## Given instruction a:
Reproduce the stretch of the Price Hill Historical Society page from "This Month's" through "know at phhs@pricehill.org." word for word.

## Selected passage:
* * * * * * * * *
The Price Hill Historical Society & Museum

Cincinnati, Ohio

This Month's

Price Hill Treasure

Price Hill Historical Society P.O. Box 7020 Cincinnati, OH 45205-7020 513/251-2888 phhs@pricehill.org

Copyright 2000-2012 Price Hill Historical Society

Every few months, we feature a new Treasure of Price Hill from our museum collection and archives, from our newsletter and oral histories, or simply from around Price Hill. If you have any ideas for a "Treasure" that needs to be featured or preserved, let us know at phhs@pricehill.org.

Have you ever day-dreamed about finding treasure hidden in a basement or closet, stuck in with a bunch of junk? Well, that dream seems to have come true in Price Hill—an old painting, found in a suitcase that was put out for the trash, was rescued by neighborhood children, donated to the Price Hill Historical Society, and eventually was found to be a small masterpiece painted more than a century ago by a Cincinnati artist with an international reputation.

    The story begins on a street in East Price Hill, with kids playing around with an old suitcase they’d found in their neighbor’s trash. The neighbor had recently died and the house was being cleared out. The suitcase was locked, and the kids had some fun trying different combinations before they gave up and took the brute force approach—they hammered the lock until it opened.They brought the painting home, but the scary eyes seemed to follow them around, so they told their parents they wanted to get rid of it. Thinking it might be a portrait of a woman who had lived in Price Hill, the family donated the painting, which was somewhat damaged, as you can see at left, to the Price Hill Historical Society.
* * * * * * * * *
## Data provided:

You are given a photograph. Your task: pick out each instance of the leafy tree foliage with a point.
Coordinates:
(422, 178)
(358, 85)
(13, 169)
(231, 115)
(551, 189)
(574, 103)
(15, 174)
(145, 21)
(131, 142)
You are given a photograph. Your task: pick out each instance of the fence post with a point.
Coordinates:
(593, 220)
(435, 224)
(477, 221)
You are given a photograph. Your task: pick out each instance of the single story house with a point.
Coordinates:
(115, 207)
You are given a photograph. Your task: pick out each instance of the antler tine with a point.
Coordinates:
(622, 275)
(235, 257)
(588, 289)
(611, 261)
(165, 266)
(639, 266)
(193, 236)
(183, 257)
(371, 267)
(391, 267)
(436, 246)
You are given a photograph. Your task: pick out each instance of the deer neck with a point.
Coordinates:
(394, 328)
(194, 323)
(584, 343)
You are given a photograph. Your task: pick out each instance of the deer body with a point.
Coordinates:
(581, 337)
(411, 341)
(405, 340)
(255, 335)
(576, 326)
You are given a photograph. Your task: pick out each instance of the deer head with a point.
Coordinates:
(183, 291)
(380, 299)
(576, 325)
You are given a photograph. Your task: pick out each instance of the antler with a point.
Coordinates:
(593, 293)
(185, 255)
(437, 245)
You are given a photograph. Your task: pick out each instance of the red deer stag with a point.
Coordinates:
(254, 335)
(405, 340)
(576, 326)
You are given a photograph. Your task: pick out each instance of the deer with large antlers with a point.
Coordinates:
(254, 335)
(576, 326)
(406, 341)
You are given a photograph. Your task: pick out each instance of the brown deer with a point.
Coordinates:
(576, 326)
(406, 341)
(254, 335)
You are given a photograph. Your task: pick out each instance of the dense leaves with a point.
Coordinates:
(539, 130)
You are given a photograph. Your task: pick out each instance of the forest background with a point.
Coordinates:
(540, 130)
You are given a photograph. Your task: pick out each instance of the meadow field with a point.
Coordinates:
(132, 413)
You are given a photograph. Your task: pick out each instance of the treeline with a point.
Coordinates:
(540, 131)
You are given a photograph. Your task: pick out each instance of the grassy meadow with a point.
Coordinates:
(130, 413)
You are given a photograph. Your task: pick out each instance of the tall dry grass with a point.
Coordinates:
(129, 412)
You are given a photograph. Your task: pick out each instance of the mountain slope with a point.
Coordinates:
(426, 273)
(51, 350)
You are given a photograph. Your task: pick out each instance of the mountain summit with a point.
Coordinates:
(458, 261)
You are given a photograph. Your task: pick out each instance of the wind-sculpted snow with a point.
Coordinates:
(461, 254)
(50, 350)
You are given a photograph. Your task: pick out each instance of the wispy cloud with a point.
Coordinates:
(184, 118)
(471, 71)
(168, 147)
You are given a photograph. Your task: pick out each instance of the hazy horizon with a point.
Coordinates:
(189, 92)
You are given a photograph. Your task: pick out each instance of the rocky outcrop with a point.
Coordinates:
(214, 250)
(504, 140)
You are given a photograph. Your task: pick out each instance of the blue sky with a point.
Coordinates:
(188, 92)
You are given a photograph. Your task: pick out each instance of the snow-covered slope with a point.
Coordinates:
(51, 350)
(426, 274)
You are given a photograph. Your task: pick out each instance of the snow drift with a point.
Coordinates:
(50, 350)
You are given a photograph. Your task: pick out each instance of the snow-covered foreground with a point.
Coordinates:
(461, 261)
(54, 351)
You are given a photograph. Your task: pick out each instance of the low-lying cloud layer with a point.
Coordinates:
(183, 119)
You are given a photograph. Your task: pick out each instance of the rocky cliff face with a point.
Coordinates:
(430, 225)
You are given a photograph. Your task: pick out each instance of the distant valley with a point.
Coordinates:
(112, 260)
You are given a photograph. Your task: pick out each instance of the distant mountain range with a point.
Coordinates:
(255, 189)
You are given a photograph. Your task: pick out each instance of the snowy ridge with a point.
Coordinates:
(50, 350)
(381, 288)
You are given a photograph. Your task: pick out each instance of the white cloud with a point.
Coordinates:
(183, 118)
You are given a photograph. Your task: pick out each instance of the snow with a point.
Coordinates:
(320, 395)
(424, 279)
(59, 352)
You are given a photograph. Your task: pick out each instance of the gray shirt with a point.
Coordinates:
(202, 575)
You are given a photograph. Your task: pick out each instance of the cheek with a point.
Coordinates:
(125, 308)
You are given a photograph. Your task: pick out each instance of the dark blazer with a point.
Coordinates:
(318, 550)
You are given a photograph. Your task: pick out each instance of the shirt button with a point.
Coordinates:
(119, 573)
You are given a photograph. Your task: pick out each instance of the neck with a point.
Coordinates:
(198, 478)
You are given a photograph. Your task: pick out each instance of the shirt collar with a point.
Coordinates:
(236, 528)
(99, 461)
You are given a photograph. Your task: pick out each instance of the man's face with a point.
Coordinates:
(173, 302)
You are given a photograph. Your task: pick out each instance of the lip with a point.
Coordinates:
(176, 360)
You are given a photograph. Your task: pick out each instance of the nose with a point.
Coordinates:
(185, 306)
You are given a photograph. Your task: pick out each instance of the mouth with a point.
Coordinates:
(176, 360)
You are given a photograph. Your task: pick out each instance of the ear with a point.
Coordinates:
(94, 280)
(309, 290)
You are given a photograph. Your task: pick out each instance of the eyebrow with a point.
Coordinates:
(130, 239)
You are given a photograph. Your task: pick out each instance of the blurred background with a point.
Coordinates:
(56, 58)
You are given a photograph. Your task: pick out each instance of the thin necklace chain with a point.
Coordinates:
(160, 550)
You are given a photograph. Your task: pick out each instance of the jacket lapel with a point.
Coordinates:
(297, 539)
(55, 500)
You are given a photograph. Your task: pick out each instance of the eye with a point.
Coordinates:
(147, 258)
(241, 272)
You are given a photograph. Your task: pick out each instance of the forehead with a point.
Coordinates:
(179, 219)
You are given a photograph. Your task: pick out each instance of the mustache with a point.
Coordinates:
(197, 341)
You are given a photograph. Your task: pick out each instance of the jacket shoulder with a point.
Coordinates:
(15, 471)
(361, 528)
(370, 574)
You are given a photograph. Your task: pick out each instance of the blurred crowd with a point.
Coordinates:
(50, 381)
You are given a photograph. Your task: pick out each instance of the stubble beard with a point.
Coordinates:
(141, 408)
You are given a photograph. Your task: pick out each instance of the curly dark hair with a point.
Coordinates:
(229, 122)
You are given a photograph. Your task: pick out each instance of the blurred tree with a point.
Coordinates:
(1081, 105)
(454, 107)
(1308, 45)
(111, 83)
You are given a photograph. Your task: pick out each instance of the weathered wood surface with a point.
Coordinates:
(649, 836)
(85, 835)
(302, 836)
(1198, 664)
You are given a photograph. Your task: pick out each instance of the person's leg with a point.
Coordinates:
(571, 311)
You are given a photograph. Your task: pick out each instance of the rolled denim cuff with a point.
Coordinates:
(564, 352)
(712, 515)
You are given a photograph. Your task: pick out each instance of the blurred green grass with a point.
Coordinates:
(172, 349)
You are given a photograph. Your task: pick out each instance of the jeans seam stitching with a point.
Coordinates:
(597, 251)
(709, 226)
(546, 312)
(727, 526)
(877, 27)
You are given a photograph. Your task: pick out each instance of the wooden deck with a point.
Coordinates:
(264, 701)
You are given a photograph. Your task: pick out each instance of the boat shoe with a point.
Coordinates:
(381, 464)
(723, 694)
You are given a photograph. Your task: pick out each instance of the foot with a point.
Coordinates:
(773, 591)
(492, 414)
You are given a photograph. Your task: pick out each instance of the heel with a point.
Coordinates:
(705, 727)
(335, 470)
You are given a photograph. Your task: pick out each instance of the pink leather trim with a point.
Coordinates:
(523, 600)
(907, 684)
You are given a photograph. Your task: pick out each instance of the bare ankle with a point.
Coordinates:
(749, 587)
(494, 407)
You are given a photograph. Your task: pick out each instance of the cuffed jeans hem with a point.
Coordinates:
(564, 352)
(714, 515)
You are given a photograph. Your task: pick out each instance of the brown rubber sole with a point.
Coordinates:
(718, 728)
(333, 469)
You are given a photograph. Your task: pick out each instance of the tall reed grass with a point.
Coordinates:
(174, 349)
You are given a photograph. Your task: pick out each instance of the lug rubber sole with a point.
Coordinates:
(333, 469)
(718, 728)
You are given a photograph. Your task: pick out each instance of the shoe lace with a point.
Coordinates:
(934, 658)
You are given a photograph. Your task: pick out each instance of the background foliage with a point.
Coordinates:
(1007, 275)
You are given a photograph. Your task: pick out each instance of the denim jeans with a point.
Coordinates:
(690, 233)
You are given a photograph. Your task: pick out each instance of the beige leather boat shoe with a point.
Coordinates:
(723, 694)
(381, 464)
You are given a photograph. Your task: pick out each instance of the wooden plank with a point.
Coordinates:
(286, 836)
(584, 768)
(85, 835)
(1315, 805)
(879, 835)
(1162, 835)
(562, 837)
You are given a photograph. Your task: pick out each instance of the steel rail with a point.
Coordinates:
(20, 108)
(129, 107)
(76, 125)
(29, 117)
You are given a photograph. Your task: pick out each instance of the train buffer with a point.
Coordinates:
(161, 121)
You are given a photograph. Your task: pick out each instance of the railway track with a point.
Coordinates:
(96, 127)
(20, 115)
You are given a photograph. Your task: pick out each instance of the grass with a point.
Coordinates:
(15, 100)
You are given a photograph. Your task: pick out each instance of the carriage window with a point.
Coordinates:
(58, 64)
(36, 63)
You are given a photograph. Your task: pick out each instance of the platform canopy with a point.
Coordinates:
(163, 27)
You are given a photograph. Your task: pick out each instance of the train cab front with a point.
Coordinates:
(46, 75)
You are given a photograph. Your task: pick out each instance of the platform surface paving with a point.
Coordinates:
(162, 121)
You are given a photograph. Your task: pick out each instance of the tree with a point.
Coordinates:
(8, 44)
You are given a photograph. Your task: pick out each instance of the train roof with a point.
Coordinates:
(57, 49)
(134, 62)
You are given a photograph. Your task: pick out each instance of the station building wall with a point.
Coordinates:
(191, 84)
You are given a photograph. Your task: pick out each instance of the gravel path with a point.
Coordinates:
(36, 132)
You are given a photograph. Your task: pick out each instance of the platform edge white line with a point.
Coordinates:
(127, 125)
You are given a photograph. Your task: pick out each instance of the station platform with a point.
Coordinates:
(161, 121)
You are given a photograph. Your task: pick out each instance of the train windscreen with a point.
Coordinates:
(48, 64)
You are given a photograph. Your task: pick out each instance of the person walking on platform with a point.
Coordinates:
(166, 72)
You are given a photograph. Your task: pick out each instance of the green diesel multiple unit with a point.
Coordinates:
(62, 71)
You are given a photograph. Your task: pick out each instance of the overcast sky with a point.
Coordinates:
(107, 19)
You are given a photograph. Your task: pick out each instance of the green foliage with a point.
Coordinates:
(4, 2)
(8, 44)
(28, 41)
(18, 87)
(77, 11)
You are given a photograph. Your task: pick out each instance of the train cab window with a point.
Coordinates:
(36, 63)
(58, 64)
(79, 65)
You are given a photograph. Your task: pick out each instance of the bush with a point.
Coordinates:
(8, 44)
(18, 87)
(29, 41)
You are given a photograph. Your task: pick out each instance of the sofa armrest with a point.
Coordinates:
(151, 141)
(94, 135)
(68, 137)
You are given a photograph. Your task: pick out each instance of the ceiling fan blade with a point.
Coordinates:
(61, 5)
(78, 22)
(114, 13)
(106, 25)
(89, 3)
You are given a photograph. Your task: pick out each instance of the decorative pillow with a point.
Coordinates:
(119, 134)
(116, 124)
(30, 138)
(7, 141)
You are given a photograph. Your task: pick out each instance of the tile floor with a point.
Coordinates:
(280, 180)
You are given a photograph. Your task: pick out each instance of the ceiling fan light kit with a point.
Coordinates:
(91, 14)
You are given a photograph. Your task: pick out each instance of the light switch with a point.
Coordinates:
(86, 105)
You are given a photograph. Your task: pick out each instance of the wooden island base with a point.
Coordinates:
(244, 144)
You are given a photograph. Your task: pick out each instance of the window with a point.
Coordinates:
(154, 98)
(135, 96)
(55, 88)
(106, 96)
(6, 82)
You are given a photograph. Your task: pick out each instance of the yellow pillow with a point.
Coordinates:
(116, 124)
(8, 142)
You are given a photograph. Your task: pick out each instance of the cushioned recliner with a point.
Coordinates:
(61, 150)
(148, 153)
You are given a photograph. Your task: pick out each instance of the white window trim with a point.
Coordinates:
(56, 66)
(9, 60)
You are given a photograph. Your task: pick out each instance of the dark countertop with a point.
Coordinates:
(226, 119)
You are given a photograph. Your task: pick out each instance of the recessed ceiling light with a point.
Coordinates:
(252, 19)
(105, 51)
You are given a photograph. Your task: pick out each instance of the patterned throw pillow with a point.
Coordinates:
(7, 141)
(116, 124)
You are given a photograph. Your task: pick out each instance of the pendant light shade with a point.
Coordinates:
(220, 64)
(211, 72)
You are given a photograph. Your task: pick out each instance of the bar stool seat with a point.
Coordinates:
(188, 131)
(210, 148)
* * * * * * * * *
## Given instruction b:
State how many lines of the records contain the string "wooden", giving only the number.

## Exercise result a:
This Month's

Price Hill Treasure

Price Hill Historical Society P.O. Box 7020 Cincinnati, OH 45205-7020 513/251-2888 phhs@pricehill.org

Copyright 2000-2012 Price Hill Historical Society

Every few months, we feature a new Treasure of Price Hill from our museum collection and archives, from our newsletter and oral histories, or simply from around Price Hill. If you have any ideas for a "Treasure" that needs to be featured or preserved, let us know at phhs@pricehill.org.

## Exercise result b:
3